-- DATA ENTRIES start --

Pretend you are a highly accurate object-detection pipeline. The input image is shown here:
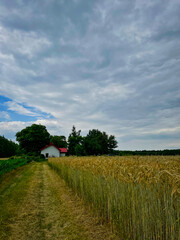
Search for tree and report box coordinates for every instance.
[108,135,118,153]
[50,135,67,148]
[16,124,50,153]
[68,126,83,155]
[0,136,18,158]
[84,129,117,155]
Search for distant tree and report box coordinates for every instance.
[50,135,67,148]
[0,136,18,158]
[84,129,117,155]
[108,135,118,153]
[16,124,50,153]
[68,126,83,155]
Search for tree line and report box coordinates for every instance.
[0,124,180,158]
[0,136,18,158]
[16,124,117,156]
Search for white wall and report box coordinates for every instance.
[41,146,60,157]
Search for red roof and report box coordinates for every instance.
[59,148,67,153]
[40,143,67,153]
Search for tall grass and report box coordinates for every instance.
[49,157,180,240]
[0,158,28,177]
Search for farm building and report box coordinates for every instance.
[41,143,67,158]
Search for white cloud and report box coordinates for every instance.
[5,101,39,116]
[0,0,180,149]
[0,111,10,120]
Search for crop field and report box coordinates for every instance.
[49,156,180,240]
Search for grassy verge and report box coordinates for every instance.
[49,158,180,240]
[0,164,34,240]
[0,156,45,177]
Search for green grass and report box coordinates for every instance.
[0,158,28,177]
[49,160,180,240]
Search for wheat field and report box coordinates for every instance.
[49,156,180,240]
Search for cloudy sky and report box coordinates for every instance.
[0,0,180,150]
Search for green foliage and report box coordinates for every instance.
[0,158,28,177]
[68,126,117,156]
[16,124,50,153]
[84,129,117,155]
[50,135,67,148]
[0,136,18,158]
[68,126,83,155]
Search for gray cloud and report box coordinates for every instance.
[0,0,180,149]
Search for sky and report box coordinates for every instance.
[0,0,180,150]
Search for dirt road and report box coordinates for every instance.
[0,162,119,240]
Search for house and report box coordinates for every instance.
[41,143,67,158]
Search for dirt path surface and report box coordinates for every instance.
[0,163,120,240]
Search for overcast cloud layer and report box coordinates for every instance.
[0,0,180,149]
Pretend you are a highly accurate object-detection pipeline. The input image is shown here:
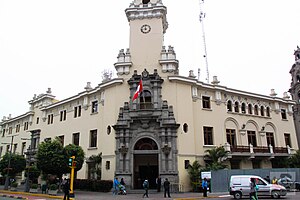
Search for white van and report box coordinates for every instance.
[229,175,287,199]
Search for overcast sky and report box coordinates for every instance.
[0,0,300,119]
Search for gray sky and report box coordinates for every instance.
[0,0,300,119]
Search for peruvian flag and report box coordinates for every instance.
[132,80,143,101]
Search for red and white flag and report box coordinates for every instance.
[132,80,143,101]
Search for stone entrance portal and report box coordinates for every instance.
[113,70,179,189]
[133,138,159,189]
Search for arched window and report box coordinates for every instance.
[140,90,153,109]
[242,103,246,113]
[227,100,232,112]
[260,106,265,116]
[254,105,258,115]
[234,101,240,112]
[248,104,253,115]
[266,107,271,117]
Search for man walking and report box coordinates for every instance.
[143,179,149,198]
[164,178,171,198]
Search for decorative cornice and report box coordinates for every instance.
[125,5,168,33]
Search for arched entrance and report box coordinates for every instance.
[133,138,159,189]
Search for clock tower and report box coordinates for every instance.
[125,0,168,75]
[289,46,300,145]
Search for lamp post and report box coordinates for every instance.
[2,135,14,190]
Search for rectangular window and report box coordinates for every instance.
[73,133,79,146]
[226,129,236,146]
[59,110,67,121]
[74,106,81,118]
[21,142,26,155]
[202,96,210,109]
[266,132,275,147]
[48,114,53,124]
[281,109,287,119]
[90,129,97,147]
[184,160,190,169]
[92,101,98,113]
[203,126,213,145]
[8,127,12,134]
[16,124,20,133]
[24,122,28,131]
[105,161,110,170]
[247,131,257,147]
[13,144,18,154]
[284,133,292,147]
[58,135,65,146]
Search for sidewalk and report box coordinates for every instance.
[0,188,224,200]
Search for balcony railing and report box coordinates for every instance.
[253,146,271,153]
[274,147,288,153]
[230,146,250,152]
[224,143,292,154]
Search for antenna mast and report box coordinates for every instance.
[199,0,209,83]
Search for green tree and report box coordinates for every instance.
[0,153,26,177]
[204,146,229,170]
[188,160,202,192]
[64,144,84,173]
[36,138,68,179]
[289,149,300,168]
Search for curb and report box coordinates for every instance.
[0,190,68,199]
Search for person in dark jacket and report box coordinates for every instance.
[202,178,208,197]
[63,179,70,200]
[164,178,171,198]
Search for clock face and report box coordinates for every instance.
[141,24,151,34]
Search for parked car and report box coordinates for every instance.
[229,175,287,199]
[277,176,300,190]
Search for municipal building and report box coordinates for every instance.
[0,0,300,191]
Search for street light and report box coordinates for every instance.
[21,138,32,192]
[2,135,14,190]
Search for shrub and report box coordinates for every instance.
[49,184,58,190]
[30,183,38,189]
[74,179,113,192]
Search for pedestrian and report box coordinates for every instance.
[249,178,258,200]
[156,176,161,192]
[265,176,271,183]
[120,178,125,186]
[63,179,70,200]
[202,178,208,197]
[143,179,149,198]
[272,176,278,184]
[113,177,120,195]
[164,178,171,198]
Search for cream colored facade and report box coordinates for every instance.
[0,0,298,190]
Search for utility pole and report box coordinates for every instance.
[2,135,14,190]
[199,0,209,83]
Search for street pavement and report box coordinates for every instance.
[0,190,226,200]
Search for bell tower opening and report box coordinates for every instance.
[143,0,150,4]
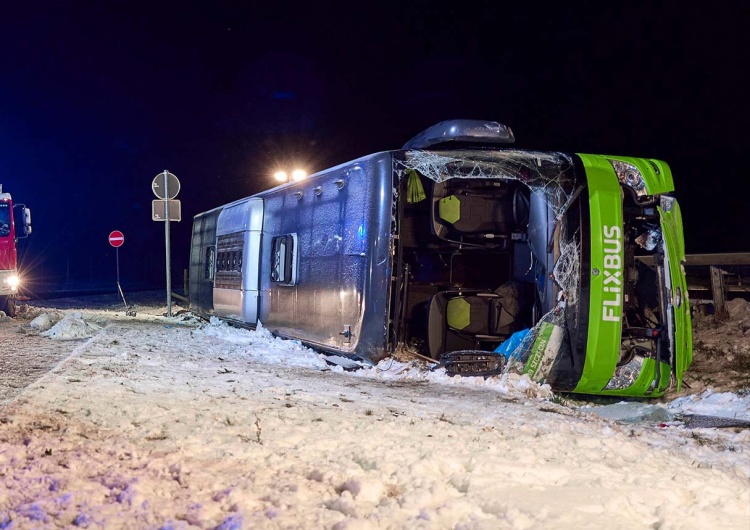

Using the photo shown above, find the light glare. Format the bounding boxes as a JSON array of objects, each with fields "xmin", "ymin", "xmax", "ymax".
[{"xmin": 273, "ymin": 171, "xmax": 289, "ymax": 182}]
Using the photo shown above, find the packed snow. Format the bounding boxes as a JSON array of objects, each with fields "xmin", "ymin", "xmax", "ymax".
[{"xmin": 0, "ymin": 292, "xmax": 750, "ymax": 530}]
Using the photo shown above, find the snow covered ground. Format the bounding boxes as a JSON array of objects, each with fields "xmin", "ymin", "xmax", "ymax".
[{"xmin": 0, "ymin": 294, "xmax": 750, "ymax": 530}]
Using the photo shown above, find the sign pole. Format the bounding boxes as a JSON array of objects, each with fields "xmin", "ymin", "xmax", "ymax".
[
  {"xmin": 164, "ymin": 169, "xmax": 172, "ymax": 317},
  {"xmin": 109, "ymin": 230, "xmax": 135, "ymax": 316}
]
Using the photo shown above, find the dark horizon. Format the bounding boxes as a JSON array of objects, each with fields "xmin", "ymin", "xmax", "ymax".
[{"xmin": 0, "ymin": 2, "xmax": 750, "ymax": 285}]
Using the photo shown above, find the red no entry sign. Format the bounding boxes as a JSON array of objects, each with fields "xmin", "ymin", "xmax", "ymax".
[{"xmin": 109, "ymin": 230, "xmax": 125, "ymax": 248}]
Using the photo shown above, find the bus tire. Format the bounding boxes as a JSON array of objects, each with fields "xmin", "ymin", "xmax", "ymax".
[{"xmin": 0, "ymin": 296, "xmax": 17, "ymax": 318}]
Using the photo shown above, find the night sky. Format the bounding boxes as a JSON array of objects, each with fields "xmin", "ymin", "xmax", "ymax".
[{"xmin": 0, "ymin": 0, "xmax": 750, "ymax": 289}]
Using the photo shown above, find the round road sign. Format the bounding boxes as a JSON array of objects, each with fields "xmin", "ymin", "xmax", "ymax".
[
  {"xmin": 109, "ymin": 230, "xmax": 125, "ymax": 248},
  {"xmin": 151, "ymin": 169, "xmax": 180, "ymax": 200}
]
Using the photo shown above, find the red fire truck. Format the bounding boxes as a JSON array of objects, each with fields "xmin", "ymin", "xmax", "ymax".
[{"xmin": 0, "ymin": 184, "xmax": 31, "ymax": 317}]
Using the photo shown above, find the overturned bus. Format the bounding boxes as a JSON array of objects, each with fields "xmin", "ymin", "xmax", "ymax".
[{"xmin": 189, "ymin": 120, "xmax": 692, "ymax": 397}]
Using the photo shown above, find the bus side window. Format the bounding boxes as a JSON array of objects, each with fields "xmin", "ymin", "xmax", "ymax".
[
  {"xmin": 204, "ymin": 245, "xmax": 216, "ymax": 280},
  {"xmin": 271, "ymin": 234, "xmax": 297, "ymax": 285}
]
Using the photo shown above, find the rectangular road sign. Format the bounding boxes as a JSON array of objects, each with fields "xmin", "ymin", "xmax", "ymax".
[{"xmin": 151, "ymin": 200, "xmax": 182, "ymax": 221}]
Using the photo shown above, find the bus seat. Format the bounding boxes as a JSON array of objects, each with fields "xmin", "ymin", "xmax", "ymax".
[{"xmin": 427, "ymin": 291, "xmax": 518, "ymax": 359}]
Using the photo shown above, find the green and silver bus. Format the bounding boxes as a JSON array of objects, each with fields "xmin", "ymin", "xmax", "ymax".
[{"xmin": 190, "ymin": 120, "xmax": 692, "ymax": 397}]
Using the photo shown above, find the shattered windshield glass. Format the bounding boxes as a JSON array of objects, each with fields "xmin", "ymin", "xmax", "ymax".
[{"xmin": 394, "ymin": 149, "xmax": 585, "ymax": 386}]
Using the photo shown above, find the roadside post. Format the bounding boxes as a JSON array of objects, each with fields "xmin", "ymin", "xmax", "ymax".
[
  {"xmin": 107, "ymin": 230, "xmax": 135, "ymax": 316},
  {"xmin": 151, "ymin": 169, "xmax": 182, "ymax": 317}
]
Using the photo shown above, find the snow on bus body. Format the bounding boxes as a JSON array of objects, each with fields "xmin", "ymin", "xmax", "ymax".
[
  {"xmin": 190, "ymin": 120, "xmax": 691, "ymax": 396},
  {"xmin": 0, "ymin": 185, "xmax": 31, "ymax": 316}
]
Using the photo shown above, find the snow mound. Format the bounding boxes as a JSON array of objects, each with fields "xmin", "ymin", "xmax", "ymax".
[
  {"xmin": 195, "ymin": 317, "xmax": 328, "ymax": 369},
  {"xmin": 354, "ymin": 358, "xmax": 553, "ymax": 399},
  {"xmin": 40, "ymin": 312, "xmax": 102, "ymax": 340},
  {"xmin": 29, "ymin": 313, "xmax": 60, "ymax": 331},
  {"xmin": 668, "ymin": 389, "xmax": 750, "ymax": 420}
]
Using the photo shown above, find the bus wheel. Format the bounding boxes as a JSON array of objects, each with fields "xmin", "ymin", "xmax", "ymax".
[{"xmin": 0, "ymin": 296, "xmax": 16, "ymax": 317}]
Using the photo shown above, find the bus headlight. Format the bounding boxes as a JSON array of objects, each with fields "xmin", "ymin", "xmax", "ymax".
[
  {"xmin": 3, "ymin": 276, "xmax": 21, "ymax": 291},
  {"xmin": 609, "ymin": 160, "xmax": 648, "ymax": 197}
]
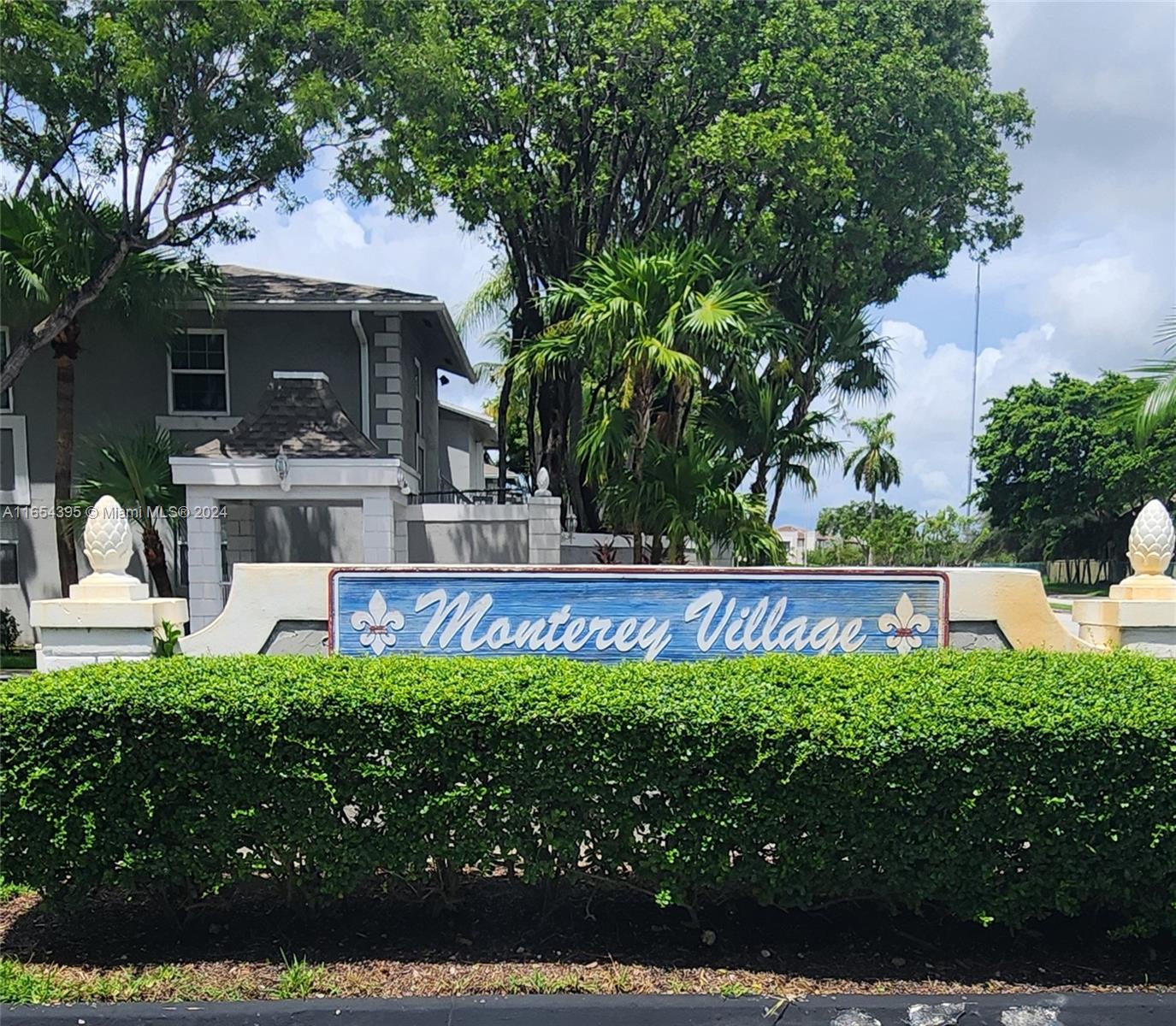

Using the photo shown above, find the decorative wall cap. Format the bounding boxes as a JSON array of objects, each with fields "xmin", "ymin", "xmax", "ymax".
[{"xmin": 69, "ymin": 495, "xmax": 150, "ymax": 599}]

-- DATA ENTRIES end --

* EXERCISE REQUIREMENTS
Turn the data above into a numbered list, beginning at the line with "Search for tall" and continuing through the line with "[266,107,271,117]", both included. Drop blank lines, and leave the pictures out of the list.

* REPLY TO THE EXERCISE
1. Search for tall grass and report box coordinates for every instance.
2. [49,157,180,240]
3. [0,158,28,177]
4. Search for farm building and report box coordinates for every instance.
5. [41,143,67,158]
6. Search for white cloud and report box coordinates for every instance.
7. [5,101,39,116]
8. [0,0,180,149]
9. [0,111,10,120]
10. Search for crop field and report box coordinates for every instance.
11. [49,156,180,240]
12. Search for grassy verge and report box coordinates for every instance.
13. [49,158,180,240]
14. [0,164,34,240]
15. [0,156,45,177]
16. Search for green grass and report box coordinates for every instance.
17. [0,158,28,177]
18. [49,160,180,240]
19. Search for wheat field and report box coordinates for every instance.
20. [49,156,180,240]
21. Search for cloudy sky and report box coordinates for every instance.
22. [0,0,180,150]
23. Search for green foliage and report box coordinates for every instance.
24. [0,158,28,177]
25. [68,126,117,156]
26. [16,124,50,153]
27. [84,129,117,155]
28. [50,135,67,148]
29. [0,136,18,158]
30. [68,126,83,155]
31. Search for gray cloud and report box coordinates for every instance.
32. [0,0,180,149]
33. Search for sky and report box coordinates for every instance.
34. [0,0,180,150]
35. Search for dirt road and report box coordinates for every instance.
36. [0,162,119,240]
37. Search for house and report box coordinates for every instance.
38. [41,143,67,158]
39. Search for dirt path surface and report box coordinates for every instance.
40. [0,163,120,240]
41. Search for overcast cloud layer and report box coordinates for every instance.
42. [0,0,180,149]
43. Pretend you are a highly accurate object-detection pipeline. The input image is shown here:
44. Search for white van and report box coordinates for every instance.
45. [229,175,287,199]
46. Search for overcast sky and report box coordinates for every instance.
47. [0,0,300,119]
48. Search for gray sky and report box coordinates for every instance.
49. [0,0,300,119]
50. Search for peruvian flag and report box coordinates for every instance.
51. [132,80,143,101]
52. Search for red and white flag and report box coordinates for every instance.
53. [132,80,143,101]
54. Search for stone entrance portal and report box coordinates for every instance.
55. [113,70,179,189]
56. [133,138,159,189]
57. Search for arched window and report box coordinates for every instance.
58. [140,90,153,109]
59. [242,103,246,113]
60. [227,100,232,112]
61. [260,106,265,116]
62. [254,105,258,115]
63. [234,101,240,112]
64. [248,104,253,115]
65. [266,107,271,117]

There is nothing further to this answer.